EXERCISE INSTRUCTIONS:
Pull out every line of the listing below that contains the string "tree", and copy each one in full.

AVAILABLE RECORDS:

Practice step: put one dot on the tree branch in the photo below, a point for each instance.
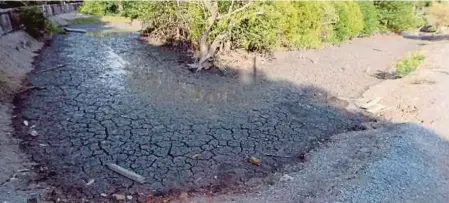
(235, 11)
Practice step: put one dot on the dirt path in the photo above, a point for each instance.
(115, 99)
(395, 163)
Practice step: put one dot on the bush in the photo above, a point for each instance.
(370, 17)
(33, 20)
(409, 64)
(96, 8)
(350, 20)
(439, 14)
(397, 15)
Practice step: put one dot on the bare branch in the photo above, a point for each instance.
(230, 7)
(235, 11)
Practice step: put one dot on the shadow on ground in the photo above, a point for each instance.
(426, 36)
(118, 100)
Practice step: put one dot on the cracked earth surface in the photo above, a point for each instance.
(119, 100)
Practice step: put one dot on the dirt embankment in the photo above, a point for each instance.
(16, 53)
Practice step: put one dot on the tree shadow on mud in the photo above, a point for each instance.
(208, 124)
(426, 36)
(302, 117)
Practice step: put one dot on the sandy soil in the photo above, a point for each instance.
(395, 163)
(17, 52)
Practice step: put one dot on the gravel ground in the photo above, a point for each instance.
(346, 70)
(399, 163)
(116, 99)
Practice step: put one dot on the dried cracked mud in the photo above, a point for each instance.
(115, 99)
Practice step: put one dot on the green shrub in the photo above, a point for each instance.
(350, 20)
(33, 20)
(96, 8)
(53, 29)
(370, 17)
(409, 64)
(397, 15)
(439, 14)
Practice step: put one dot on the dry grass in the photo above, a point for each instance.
(439, 14)
(102, 20)
(16, 53)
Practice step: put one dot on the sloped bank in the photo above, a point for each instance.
(17, 51)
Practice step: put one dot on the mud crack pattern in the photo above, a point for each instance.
(118, 100)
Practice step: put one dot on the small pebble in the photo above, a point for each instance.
(119, 197)
(33, 133)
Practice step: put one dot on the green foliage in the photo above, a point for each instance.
(34, 21)
(409, 64)
(96, 8)
(88, 20)
(350, 22)
(397, 15)
(55, 30)
(370, 17)
(439, 14)
(100, 8)
(265, 25)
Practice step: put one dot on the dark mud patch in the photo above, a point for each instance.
(121, 101)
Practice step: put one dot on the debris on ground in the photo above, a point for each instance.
(34, 133)
(49, 69)
(254, 161)
(74, 30)
(286, 177)
(119, 197)
(371, 103)
(183, 196)
(376, 108)
(127, 173)
(33, 198)
(90, 182)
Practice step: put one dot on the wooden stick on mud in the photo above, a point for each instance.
(31, 88)
(127, 173)
(49, 69)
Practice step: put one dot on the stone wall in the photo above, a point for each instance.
(10, 18)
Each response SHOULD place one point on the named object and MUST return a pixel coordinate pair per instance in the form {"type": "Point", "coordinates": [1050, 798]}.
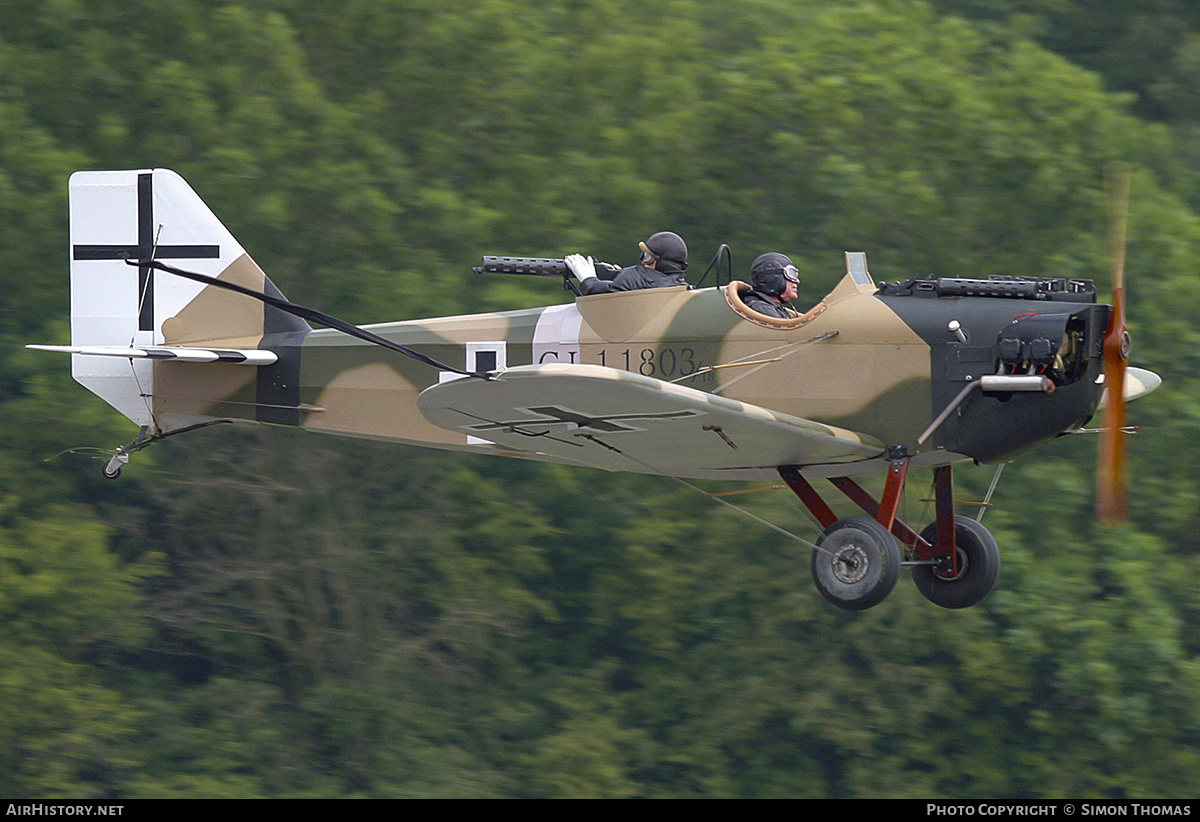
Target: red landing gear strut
{"type": "Point", "coordinates": [857, 561]}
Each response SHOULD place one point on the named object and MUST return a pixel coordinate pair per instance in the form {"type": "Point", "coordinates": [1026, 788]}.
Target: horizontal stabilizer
{"type": "Point", "coordinates": [234, 355]}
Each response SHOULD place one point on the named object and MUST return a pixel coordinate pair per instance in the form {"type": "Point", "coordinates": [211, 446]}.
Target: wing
{"type": "Point", "coordinates": [179, 353]}
{"type": "Point", "coordinates": [605, 418]}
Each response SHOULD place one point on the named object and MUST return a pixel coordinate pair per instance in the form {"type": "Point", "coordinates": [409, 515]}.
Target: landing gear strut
{"type": "Point", "coordinates": [857, 561]}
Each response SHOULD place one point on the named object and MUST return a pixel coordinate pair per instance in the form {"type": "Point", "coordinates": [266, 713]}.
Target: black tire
{"type": "Point", "coordinates": [856, 564]}
{"type": "Point", "coordinates": [978, 567]}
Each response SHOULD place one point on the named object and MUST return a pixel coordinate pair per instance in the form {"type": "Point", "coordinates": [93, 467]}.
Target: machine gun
{"type": "Point", "coordinates": [538, 267]}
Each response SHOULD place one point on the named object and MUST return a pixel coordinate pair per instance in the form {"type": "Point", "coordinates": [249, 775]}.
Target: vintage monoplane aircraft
{"type": "Point", "coordinates": [174, 325]}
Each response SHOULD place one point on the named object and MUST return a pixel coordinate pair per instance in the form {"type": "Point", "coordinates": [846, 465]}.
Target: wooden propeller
{"type": "Point", "coordinates": [1111, 492]}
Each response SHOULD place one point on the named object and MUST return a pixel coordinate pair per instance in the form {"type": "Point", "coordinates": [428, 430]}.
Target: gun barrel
{"type": "Point", "coordinates": [543, 267]}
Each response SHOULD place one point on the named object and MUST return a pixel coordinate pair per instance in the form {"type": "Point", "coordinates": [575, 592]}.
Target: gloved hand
{"type": "Point", "coordinates": [583, 268]}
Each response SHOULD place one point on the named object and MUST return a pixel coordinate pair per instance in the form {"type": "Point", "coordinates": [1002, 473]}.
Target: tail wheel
{"type": "Point", "coordinates": [978, 567]}
{"type": "Point", "coordinates": [856, 563]}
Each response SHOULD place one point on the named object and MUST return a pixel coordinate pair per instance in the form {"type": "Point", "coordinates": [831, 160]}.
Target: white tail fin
{"type": "Point", "coordinates": [123, 217]}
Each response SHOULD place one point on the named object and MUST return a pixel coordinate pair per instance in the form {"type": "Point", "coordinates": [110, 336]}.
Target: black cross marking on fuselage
{"type": "Point", "coordinates": [145, 251]}
{"type": "Point", "coordinates": [609, 424]}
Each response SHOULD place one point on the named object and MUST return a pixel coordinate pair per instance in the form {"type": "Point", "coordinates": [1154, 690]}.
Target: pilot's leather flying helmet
{"type": "Point", "coordinates": [772, 271]}
{"type": "Point", "coordinates": [667, 249]}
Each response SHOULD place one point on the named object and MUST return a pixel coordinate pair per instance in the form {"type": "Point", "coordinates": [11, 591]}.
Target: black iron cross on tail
{"type": "Point", "coordinates": [145, 251]}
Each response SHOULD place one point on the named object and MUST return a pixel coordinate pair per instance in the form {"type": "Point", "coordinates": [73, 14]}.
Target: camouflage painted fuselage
{"type": "Point", "coordinates": [882, 365]}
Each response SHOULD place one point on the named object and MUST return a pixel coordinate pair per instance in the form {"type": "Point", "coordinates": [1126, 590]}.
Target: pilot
{"type": "Point", "coordinates": [774, 281]}
{"type": "Point", "coordinates": [664, 263]}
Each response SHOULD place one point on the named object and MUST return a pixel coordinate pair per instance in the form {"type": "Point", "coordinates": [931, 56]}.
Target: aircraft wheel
{"type": "Point", "coordinates": [978, 567]}
{"type": "Point", "coordinates": [856, 563]}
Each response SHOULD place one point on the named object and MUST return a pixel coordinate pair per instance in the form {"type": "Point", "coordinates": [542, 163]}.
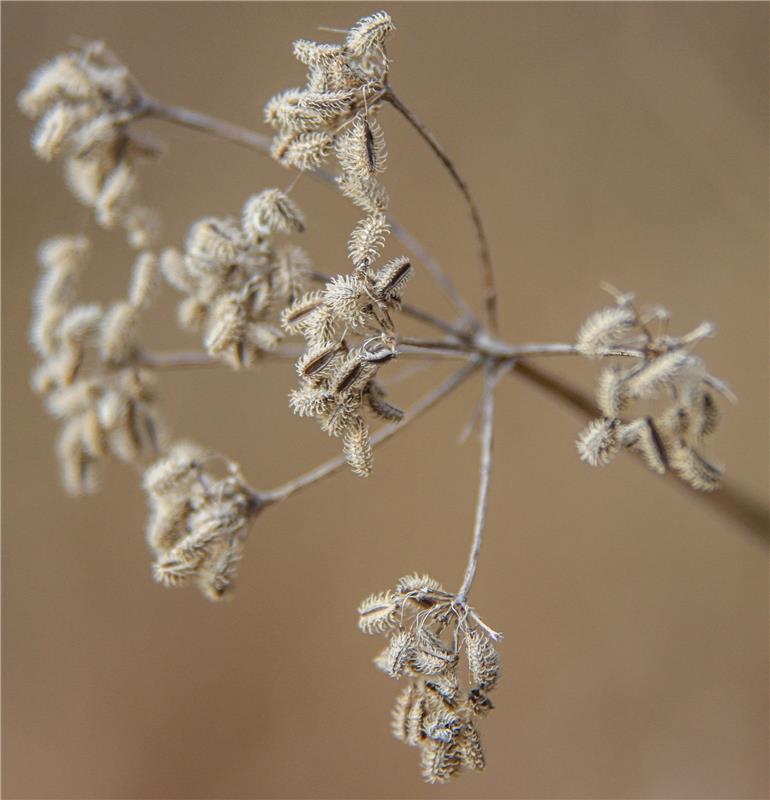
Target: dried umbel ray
{"type": "Point", "coordinates": [249, 289]}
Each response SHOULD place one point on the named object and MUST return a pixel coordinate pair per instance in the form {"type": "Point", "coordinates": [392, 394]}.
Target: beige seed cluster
{"type": "Point", "coordinates": [84, 101]}
{"type": "Point", "coordinates": [88, 371]}
{"type": "Point", "coordinates": [197, 521]}
{"type": "Point", "coordinates": [236, 279]}
{"type": "Point", "coordinates": [437, 710]}
{"type": "Point", "coordinates": [347, 326]}
{"type": "Point", "coordinates": [666, 372]}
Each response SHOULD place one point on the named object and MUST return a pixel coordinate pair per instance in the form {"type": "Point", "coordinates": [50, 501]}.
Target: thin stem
{"type": "Point", "coordinates": [488, 277]}
{"type": "Point", "coordinates": [487, 430]}
{"type": "Point", "coordinates": [332, 465]}
{"type": "Point", "coordinates": [197, 358]}
{"type": "Point", "coordinates": [204, 123]}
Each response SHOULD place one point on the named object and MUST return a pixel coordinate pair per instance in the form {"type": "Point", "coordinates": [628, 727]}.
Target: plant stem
{"type": "Point", "coordinates": [198, 358]}
{"type": "Point", "coordinates": [204, 123]}
{"type": "Point", "coordinates": [332, 465]}
{"type": "Point", "coordinates": [488, 277]}
{"type": "Point", "coordinates": [487, 430]}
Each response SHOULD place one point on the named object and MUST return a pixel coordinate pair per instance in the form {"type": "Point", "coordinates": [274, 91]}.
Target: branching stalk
{"type": "Point", "coordinates": [204, 123]}
{"type": "Point", "coordinates": [488, 277]}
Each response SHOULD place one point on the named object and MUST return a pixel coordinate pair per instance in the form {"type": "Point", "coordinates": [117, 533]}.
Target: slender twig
{"type": "Point", "coordinates": [488, 277]}
{"type": "Point", "coordinates": [731, 500]}
{"type": "Point", "coordinates": [332, 465]}
{"type": "Point", "coordinates": [198, 358]}
{"type": "Point", "coordinates": [204, 123]}
{"type": "Point", "coordinates": [487, 430]}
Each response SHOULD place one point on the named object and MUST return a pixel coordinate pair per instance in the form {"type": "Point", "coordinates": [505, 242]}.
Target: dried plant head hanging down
{"type": "Point", "coordinates": [665, 371]}
{"type": "Point", "coordinates": [246, 286]}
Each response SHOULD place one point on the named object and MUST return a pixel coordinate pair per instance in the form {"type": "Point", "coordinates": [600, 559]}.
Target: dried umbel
{"type": "Point", "coordinates": [198, 522]}
{"type": "Point", "coordinates": [665, 371]}
{"type": "Point", "coordinates": [84, 101]}
{"type": "Point", "coordinates": [244, 288]}
{"type": "Point", "coordinates": [236, 279]}
{"type": "Point", "coordinates": [336, 112]}
{"type": "Point", "coordinates": [89, 371]}
{"type": "Point", "coordinates": [428, 630]}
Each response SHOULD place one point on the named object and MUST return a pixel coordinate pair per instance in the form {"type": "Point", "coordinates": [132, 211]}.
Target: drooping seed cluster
{"type": "Point", "coordinates": [88, 371]}
{"type": "Point", "coordinates": [84, 101]}
{"type": "Point", "coordinates": [345, 82]}
{"type": "Point", "coordinates": [347, 326]}
{"type": "Point", "coordinates": [437, 710]}
{"type": "Point", "coordinates": [236, 280]}
{"type": "Point", "coordinates": [666, 372]}
{"type": "Point", "coordinates": [197, 522]}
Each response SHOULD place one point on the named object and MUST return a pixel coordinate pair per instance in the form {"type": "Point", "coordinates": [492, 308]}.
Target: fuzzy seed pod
{"type": "Point", "coordinates": [694, 469]}
{"type": "Point", "coordinates": [482, 660]}
{"type": "Point", "coordinates": [297, 316]}
{"type": "Point", "coordinates": [369, 33]}
{"type": "Point", "coordinates": [377, 613]}
{"type": "Point", "coordinates": [400, 715]}
{"type": "Point", "coordinates": [469, 743]}
{"type": "Point", "coordinates": [611, 394]}
{"type": "Point", "coordinates": [173, 475]}
{"type": "Point", "coordinates": [368, 239]}
{"type": "Point", "coordinates": [144, 280]}
{"type": "Point", "coordinates": [642, 435]}
{"type": "Point", "coordinates": [374, 395]}
{"type": "Point", "coordinates": [598, 442]}
{"type": "Point", "coordinates": [400, 652]}
{"type": "Point", "coordinates": [603, 328]}
{"type": "Point", "coordinates": [343, 295]}
{"type": "Point", "coordinates": [658, 373]}
{"type": "Point", "coordinates": [358, 447]}
{"type": "Point", "coordinates": [391, 279]}
{"type": "Point", "coordinates": [117, 333]}
{"type": "Point", "coordinates": [441, 761]}
{"type": "Point", "coordinates": [53, 130]}
{"type": "Point", "coordinates": [271, 211]}
{"type": "Point", "coordinates": [361, 149]}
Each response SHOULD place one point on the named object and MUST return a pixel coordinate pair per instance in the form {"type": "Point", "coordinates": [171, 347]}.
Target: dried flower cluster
{"type": "Point", "coordinates": [336, 112]}
{"type": "Point", "coordinates": [666, 371]}
{"type": "Point", "coordinates": [344, 84]}
{"type": "Point", "coordinates": [243, 290]}
{"type": "Point", "coordinates": [198, 521]}
{"type": "Point", "coordinates": [84, 101]}
{"type": "Point", "coordinates": [428, 628]}
{"type": "Point", "coordinates": [236, 280]}
{"type": "Point", "coordinates": [89, 372]}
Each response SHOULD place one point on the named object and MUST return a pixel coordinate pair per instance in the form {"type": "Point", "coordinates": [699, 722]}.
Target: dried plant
{"type": "Point", "coordinates": [247, 285]}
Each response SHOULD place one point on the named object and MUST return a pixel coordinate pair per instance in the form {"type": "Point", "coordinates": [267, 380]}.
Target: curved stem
{"type": "Point", "coordinates": [204, 123]}
{"type": "Point", "coordinates": [198, 358]}
{"type": "Point", "coordinates": [490, 293]}
{"type": "Point", "coordinates": [487, 430]}
{"type": "Point", "coordinates": [332, 465]}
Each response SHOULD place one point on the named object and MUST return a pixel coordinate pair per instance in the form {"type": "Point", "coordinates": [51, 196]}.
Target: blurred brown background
{"type": "Point", "coordinates": [620, 142]}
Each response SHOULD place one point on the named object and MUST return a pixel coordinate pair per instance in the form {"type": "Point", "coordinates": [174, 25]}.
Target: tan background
{"type": "Point", "coordinates": [616, 142]}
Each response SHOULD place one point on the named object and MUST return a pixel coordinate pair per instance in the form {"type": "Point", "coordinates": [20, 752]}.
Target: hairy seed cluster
{"type": "Point", "coordinates": [84, 101]}
{"type": "Point", "coordinates": [89, 372]}
{"type": "Point", "coordinates": [437, 710]}
{"type": "Point", "coordinates": [236, 280]}
{"type": "Point", "coordinates": [197, 521]}
{"type": "Point", "coordinates": [666, 371]}
{"type": "Point", "coordinates": [347, 325]}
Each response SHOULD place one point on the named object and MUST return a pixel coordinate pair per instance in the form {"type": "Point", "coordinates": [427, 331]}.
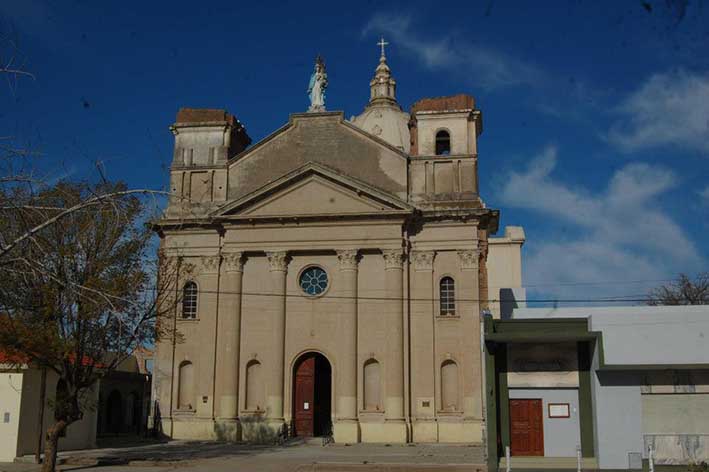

ANSWER IN FULL:
Practice step: put one dot on the tree branch in the photo below, a point for each instance.
Practice step: put one dot on the tree shadow on mud in the photo above, a point for each instance.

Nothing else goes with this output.